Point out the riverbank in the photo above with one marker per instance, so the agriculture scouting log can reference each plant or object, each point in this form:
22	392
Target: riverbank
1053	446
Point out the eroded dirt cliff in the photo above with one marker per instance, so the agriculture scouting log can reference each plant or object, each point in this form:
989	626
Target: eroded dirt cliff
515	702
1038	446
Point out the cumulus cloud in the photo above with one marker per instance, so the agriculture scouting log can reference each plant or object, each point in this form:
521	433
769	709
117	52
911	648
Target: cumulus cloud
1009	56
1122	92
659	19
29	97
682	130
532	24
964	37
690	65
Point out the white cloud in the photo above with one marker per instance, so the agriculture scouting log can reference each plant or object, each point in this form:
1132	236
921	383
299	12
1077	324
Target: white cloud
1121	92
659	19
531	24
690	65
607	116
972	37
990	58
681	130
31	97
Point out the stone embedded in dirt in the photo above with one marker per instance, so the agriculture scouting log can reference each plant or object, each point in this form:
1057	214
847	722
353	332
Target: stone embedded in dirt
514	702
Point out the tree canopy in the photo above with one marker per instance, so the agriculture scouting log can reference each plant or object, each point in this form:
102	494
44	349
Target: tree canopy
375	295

———

OBJECTIVE
Transcribe, word for word, every line from the one containing "Point out the white" through the final line of the entries, and nothing else.

RESPONSE TO THIS TASK
Point out the white cloud in the photo above with one marker per instance, so the agriculture scouting log can reference each plant or object, each point in this form:
1132	236
921	383
299	12
1077	324
Target: white cloud
1121	92
659	19
531	24
690	65
607	116
972	37
990	58
681	130
31	97
Point out the stone embedded in dirt in the photo above with one marker per instance, so the agriculture scouting log can reference each plant or object, each point in this form:
1057	214
847	722
353	332
Target: stone embedded in dirt
514	702
Point out the tree canopy in the photo above with one marker per instance, so the agriculture scouting log can reference each plant or object, each point in this form:
102	494
44	349
Target: tree canopy
375	295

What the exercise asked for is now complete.